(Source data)
_ _ _ _ _ _ _
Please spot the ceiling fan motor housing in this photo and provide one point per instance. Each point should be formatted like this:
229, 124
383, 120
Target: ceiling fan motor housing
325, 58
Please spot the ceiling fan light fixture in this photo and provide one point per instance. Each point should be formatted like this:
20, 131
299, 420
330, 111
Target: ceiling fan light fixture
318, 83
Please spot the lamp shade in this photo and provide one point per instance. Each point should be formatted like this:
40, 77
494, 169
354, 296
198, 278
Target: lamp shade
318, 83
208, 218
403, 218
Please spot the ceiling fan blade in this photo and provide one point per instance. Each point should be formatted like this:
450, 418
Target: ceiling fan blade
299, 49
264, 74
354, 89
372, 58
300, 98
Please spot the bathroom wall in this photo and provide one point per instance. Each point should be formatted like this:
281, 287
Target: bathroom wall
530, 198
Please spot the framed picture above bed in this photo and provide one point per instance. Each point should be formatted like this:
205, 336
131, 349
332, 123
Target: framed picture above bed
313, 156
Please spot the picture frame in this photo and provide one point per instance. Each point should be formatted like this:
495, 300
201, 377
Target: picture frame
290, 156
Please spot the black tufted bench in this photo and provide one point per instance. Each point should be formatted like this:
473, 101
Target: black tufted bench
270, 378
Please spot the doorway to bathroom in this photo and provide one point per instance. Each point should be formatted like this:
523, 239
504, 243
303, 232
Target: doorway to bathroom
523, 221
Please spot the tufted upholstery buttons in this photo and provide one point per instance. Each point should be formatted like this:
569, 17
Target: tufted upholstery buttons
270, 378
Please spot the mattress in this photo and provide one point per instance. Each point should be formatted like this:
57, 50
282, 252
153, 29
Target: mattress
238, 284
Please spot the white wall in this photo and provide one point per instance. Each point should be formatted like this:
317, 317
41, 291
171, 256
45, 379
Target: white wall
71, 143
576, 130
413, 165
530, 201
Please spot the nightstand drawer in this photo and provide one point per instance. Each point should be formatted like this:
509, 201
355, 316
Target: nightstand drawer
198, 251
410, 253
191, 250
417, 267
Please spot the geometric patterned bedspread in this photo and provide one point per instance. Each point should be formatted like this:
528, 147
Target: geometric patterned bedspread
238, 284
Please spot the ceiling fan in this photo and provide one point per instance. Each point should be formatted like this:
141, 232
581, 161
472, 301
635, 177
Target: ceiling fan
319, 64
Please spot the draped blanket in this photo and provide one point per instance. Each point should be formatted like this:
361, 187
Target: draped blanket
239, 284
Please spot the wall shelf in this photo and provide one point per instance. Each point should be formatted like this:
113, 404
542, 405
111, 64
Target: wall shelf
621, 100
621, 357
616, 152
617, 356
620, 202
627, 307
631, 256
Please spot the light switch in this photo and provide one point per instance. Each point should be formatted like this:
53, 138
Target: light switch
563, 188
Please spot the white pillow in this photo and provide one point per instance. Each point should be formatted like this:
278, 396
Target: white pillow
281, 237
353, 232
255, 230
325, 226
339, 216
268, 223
_ _ _ _ _ _ _
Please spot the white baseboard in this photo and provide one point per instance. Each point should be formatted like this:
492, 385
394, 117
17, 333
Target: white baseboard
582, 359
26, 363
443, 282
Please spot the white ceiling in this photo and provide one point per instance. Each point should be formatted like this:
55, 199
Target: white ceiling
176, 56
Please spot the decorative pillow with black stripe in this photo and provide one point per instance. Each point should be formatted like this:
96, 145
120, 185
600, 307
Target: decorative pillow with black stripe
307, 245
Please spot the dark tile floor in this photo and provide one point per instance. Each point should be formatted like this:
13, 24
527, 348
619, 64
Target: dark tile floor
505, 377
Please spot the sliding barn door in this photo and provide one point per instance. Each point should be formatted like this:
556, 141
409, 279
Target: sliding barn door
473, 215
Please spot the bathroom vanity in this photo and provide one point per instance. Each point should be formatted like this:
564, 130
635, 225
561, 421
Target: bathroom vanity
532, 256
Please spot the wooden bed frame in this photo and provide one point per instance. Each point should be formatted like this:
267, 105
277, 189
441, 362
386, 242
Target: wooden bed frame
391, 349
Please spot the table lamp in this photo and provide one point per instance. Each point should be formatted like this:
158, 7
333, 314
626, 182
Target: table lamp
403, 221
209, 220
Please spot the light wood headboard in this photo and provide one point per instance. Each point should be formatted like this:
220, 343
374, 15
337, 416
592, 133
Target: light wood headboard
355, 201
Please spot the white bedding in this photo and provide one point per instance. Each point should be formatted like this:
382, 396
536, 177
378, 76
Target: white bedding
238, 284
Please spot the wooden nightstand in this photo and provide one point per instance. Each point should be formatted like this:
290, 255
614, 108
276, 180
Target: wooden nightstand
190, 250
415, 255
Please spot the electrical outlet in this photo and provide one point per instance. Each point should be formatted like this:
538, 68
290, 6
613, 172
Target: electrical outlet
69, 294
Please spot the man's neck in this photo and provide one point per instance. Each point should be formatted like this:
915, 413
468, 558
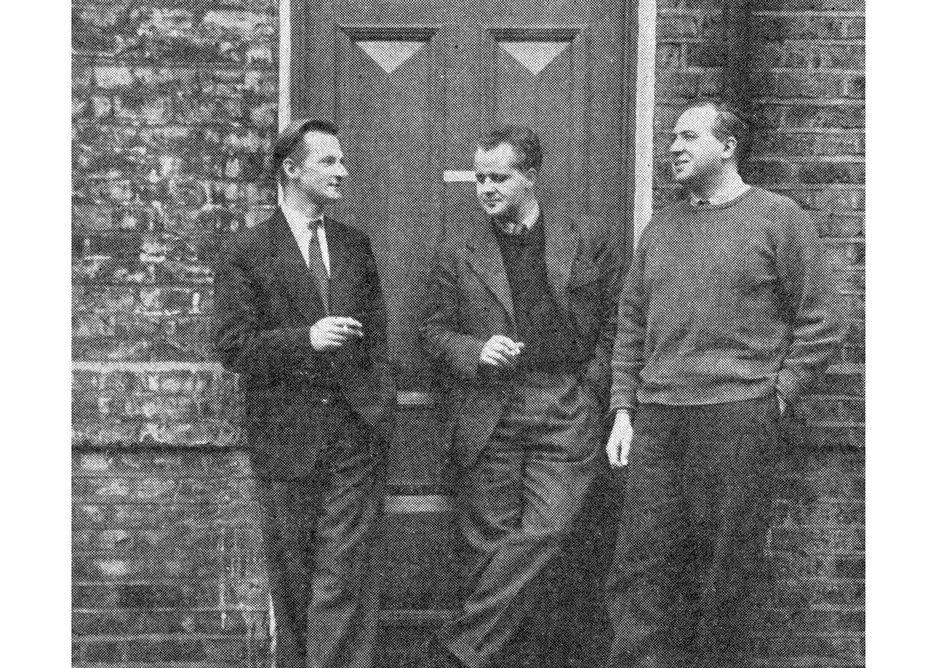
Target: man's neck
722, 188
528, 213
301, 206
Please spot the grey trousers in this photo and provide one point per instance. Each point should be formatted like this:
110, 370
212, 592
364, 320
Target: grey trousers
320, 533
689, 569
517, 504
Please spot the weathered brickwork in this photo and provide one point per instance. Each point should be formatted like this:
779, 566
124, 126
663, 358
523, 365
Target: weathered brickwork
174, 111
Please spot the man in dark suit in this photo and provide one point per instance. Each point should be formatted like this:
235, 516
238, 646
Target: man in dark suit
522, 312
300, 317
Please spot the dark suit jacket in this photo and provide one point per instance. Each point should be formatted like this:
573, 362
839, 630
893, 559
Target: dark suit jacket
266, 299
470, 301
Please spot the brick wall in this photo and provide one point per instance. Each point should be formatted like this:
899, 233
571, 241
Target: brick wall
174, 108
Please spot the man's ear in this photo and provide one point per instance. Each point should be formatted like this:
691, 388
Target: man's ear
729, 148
_ _ _ _ _ _ _
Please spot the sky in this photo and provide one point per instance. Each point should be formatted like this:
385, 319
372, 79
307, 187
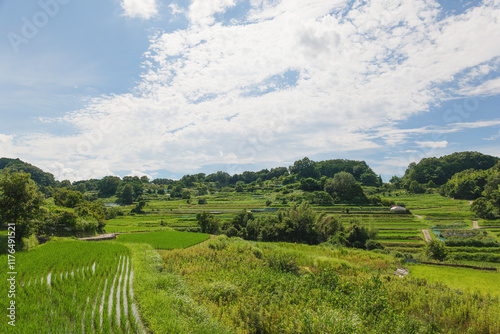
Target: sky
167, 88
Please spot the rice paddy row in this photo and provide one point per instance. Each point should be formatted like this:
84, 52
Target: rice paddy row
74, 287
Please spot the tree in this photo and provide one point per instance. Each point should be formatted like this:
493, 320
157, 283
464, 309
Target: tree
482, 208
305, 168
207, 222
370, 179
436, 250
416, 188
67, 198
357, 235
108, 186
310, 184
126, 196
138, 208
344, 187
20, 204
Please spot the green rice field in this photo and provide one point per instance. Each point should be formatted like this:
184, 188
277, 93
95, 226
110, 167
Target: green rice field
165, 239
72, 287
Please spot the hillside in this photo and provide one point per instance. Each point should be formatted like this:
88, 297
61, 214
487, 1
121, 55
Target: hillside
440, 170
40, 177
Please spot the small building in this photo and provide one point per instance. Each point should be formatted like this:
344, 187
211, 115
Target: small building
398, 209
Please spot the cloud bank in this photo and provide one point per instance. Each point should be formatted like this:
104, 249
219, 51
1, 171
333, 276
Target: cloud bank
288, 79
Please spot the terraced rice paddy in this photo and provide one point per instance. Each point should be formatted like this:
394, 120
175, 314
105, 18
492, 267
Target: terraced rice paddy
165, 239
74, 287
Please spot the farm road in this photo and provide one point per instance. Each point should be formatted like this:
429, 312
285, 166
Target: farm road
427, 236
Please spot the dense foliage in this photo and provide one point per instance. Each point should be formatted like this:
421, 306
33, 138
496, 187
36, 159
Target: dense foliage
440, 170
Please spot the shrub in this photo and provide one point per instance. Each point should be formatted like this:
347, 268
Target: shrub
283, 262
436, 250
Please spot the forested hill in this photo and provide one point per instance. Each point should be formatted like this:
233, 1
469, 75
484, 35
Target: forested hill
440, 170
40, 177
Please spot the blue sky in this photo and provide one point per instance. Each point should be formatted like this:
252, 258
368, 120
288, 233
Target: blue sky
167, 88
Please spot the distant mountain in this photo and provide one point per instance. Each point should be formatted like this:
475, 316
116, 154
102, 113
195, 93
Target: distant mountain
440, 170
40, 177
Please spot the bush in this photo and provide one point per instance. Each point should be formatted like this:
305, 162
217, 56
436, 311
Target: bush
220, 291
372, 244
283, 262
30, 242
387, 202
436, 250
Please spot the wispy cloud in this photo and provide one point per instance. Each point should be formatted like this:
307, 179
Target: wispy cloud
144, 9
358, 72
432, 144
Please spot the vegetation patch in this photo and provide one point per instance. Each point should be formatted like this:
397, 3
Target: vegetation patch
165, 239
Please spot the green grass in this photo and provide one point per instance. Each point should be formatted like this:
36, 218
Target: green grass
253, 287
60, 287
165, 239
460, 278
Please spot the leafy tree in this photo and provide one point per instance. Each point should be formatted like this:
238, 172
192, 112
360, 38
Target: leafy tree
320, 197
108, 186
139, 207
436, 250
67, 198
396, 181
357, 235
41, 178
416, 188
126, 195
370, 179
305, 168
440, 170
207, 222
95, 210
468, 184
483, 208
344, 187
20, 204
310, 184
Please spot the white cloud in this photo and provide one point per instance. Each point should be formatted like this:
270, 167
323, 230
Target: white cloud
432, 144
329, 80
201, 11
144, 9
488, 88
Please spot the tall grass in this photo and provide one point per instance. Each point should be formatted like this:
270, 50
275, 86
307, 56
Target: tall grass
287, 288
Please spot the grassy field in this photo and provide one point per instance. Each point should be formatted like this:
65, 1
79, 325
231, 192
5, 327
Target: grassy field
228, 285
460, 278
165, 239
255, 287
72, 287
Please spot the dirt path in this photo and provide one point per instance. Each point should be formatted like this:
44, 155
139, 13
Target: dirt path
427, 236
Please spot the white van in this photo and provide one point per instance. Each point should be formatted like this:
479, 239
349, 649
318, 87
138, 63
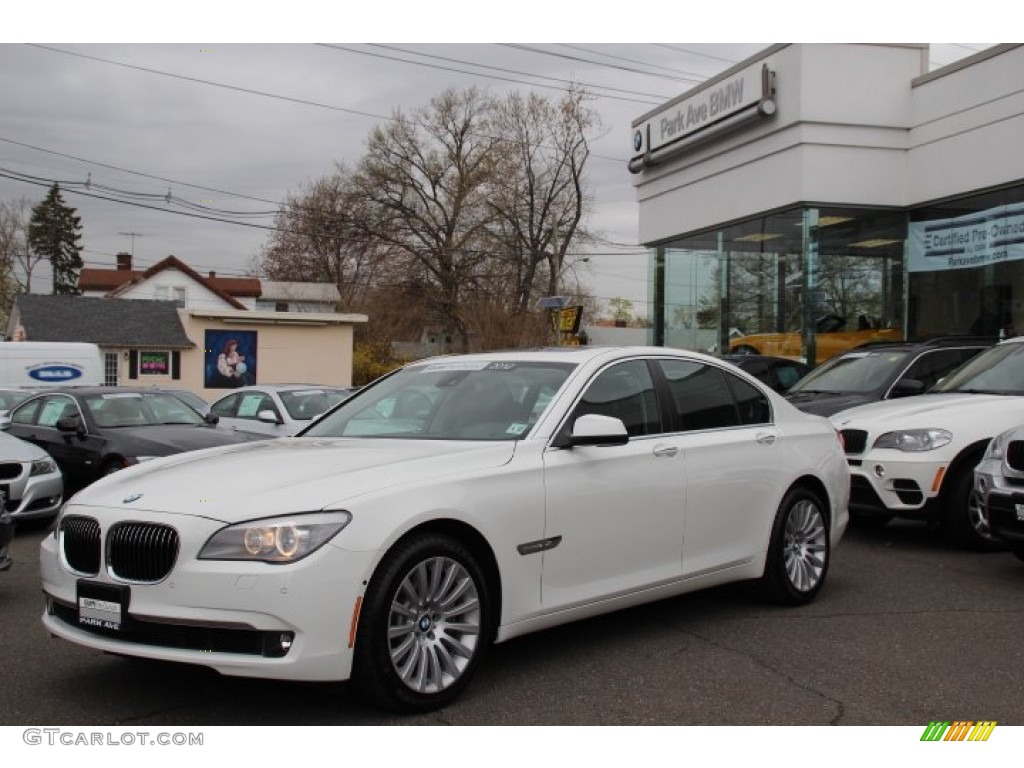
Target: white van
_ _ _ _ _ _ _
Do this:
Return every line of the data above that contains the word "tile", treating uppercase and lowercase letters as different.

Solution:
Please spot the dark tile floor in this photo and provide one point per instance. Each point should be formatted like this:
Target: dark tile floor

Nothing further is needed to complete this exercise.